Avant ces attentats, les deux cotés de
l’Atlantique soutenaient qu’il existe un
lien global entre immigration,
intégration et sécurité. La
« sécuritisation » de l’immigration aux
États-Unis, beaucoup plus vieille que la
focalisation actuelle sur le terrorisme,
a considérablement augmenté depuis les
années 1980, quand elle a été utilisée
pour aider à contrôler le commerce
illicite de la drogue, et s’est
accélérée dans le sillage du 11/9.
Depuis les années 1980, et
particulièrement après le 11/9, les
organismes d’application de la loi
nationale dans les pays tels que les
États-Unis, l’Australie, le Canada,
l’Europe et le Royaume-Uni ont acquis
des pouvoirs, des ressources et un
prestige considérablement accrus. La
sécurité des frontières n’a pas vraiment
été servie par une telle approche. Au
lieu de cela, la sécuritisation accrue
de la politique d’immigration a plutôt
conduit à une plus grande exclusion des
immigrés légaux, l’érosion des droits
des immigrés, et la hausse de la
méfiance des communautés immigrées à
l’égard des autorités. Si les attaques
terroristes contre l’Amérique, Madrid et
Londres ont tourné la politique
d’immigration vers un débat sur la
sécurité nationale, les États-Unis
continuent à se focaliser sur l’« ennemi
extérieur », par opposition à la
position européenne centrée sur les
menaces internes. Le prétendu fossé
transatlantique se rétrécit si l’on
examine les points communs sur cette
question.

== ÉNONCÉ 1 ==
Répondez à ces questions sur l'extrait consacré à l'immigration et à la sécurité :
(a) Depuis quelles années la sécuritisation de l'immigration aux États-Unis a-t-elle considérablement augmenté ?
(b) Quelles conséquences la sécuritisation accrue de la politique d'immigration a-t-elle plutôt entraînées ?
(c) Sur quoi les États-Unis continuent-ils à se focaliser ?
== ÉNONCÉ 2 ==
Ces affirmations concordent-elles avec l'extrait ? Répondez par oui ou non, en citant les mots décisifs.
(a) La sécurité des frontières a été bien servie par la sécuritisation de l'immigration.
(b) Aux États-Unis, la sécuritisation de l'immigration a été utilisée pour aider à contrôler le commerce illicite de la drogue.
(c) La position européenne est centrée sur les menaces externes.
Appuyez-vous uniquement sur l'extrait pour répondre.

== DONNÉES ENREGISTRÉES ==
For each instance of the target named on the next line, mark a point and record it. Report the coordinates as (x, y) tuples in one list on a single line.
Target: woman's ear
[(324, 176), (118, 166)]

== CORRIGÉ 1 ==
(a) Depuis les années 1980.
(b) Une plus grande exclusion des immigrés légaux, l'érosion des droits des immigrés et la hausse de la méfiance des communautés immigrées à l'égard des autorités.
(c) Sur l'« ennemi extérieur ».

== CORRIGÉ 2 ==
(a) Non : « La sécurité des frontières n’a pas vraiment été servie par une telle approche. »
(b) Oui : « quand elle a été utilisée pour aider à contrôler le commerce illicite de la drogue »
(c) Non : « la position européenne centrée sur les menaces internes »